Repeat every record exactly, but keep images out of the copy.

======

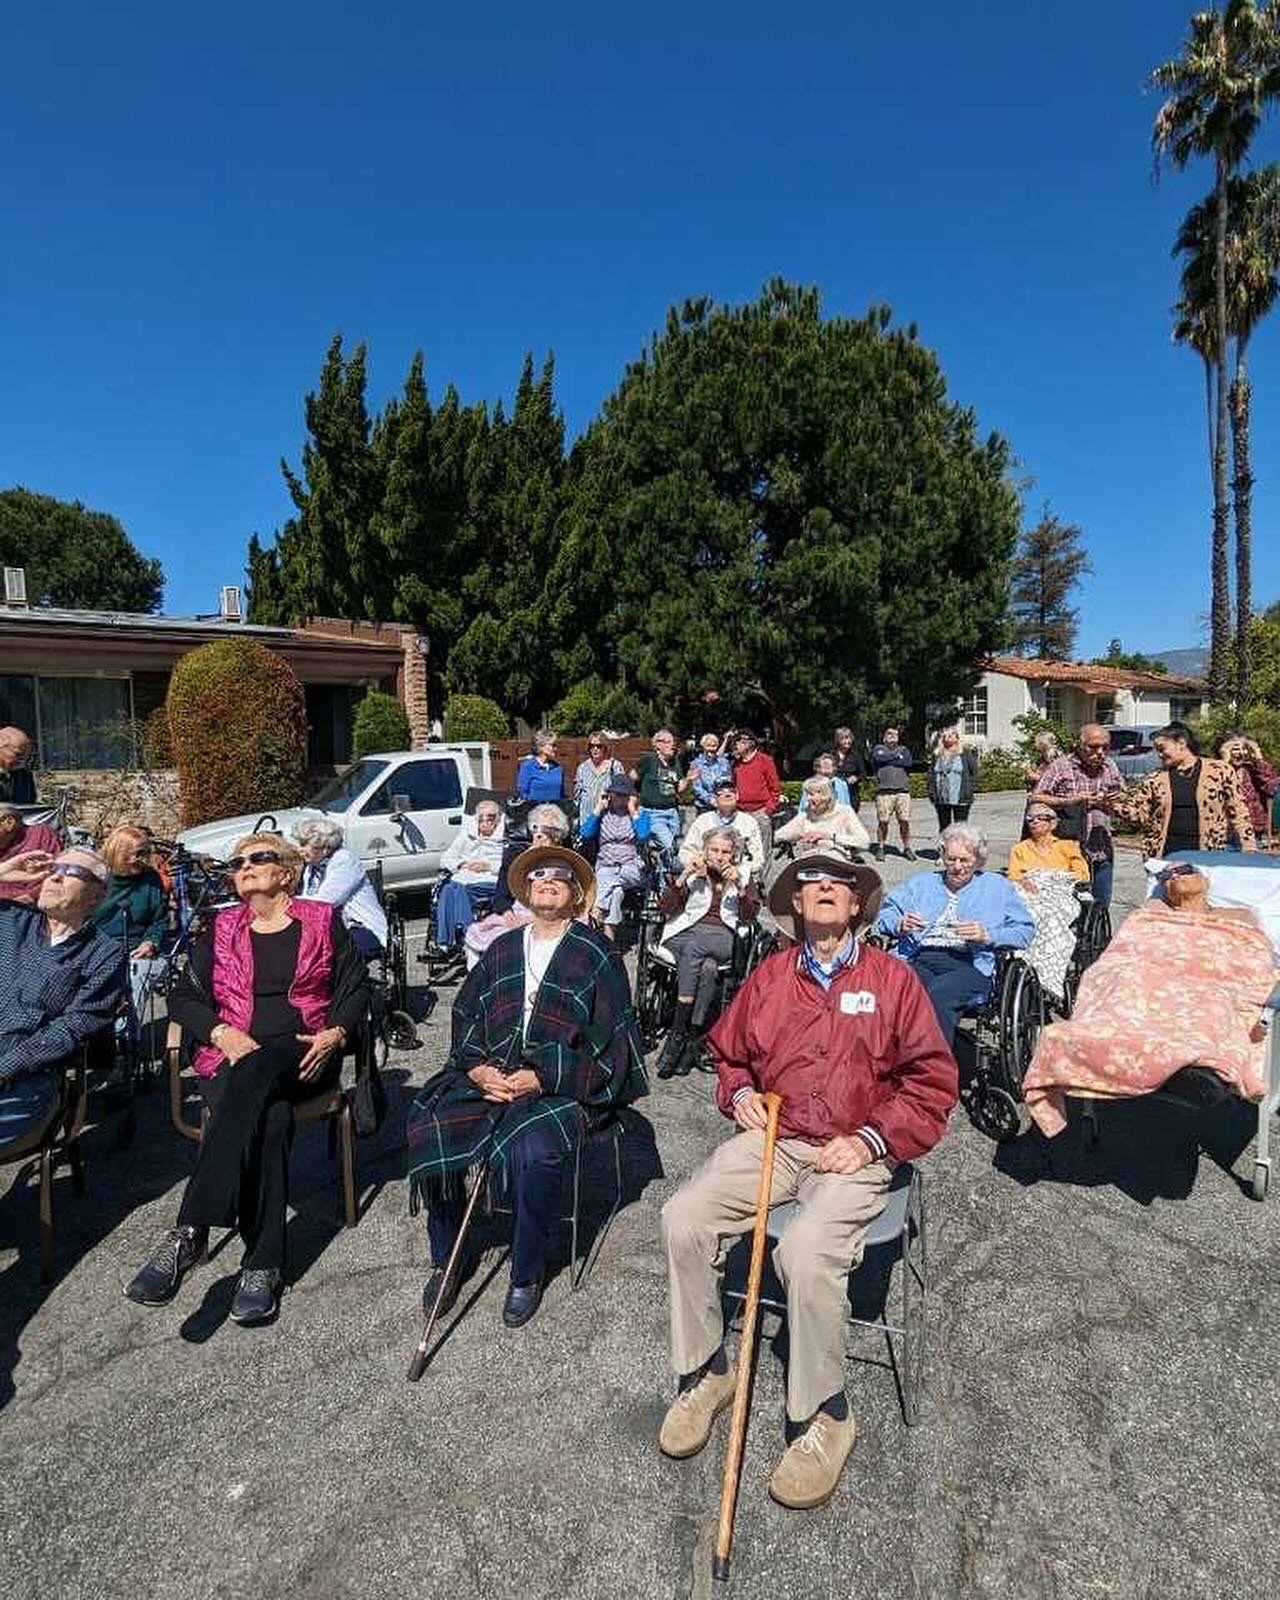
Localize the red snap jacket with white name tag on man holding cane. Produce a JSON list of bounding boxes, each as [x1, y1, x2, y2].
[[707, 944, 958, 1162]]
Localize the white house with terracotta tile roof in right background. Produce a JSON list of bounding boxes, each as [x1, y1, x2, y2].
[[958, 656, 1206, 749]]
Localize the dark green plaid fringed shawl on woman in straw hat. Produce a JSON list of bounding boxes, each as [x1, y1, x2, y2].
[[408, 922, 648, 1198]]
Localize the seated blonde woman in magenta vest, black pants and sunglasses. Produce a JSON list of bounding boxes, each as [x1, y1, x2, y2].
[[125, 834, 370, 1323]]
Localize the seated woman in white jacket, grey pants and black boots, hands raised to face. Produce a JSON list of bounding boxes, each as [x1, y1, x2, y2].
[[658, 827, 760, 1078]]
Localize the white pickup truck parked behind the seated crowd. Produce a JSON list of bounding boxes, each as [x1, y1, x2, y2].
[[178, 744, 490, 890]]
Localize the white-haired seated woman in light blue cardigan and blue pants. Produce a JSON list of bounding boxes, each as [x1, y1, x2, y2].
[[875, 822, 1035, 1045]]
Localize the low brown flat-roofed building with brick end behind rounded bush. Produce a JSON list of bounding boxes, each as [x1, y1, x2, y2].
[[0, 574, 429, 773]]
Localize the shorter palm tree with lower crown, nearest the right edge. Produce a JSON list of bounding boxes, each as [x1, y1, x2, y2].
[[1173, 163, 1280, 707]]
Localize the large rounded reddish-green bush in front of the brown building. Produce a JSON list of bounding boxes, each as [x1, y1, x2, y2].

======

= Response for this exercise =
Localize the red snap jacket with white name tag on man holding cane. Produce a JSON list of bounding boxes, each as [x1, y1, x2, y2].
[[707, 944, 958, 1162]]
Localize the white house with terracotta tile roof in right background. Produce a JSON list of bounding boxes, each as [x1, y1, x2, y2].
[[958, 656, 1206, 749]]
Localize the dark green plaid fringed shawl on woman in straw hat. Produce a JSON list of bounding boxes, each as [x1, y1, x2, y2].
[[408, 922, 648, 1198]]
Localize the seated blonde woman in magenta vest, black pants and sunglasses. Produce a JSON list of bounding boxes, each as [x1, y1, x2, y2].
[[125, 834, 370, 1323]]
Localize the seated woman in white jacket, grey pants and black boots, hands raised to face. Produce a JSON list of bounding boxes, each as [x1, y1, x2, y2].
[[658, 827, 760, 1078]]
Localize the white pickup truck parked behind the seated crowd. Produce a JSON list of bounding boxes, each as [x1, y1, x2, y2].
[[178, 744, 490, 890]]
Localize the white-haired seated woman in light blue cardigan and blue pants. Produce a JSON list of bounding boxes, each as [x1, y1, x2, y2].
[[875, 822, 1035, 1045]]
Localize the low brown flat-roofed building with brick end behind rounded bush. Produce a JSON list of bounding boxes, each as [x1, y1, x2, y2].
[[0, 574, 429, 773]]
Localize the shorter palm tree with lower crown, nearest the right edge. Produce a JSON list of bounding boxes, each as [x1, y1, x2, y2].
[[1173, 163, 1280, 707]]
Localize the large rounded reddish-green bush in front of the brown building. Produce a JSON list of bounding boxes, each as [x1, y1, x2, y2].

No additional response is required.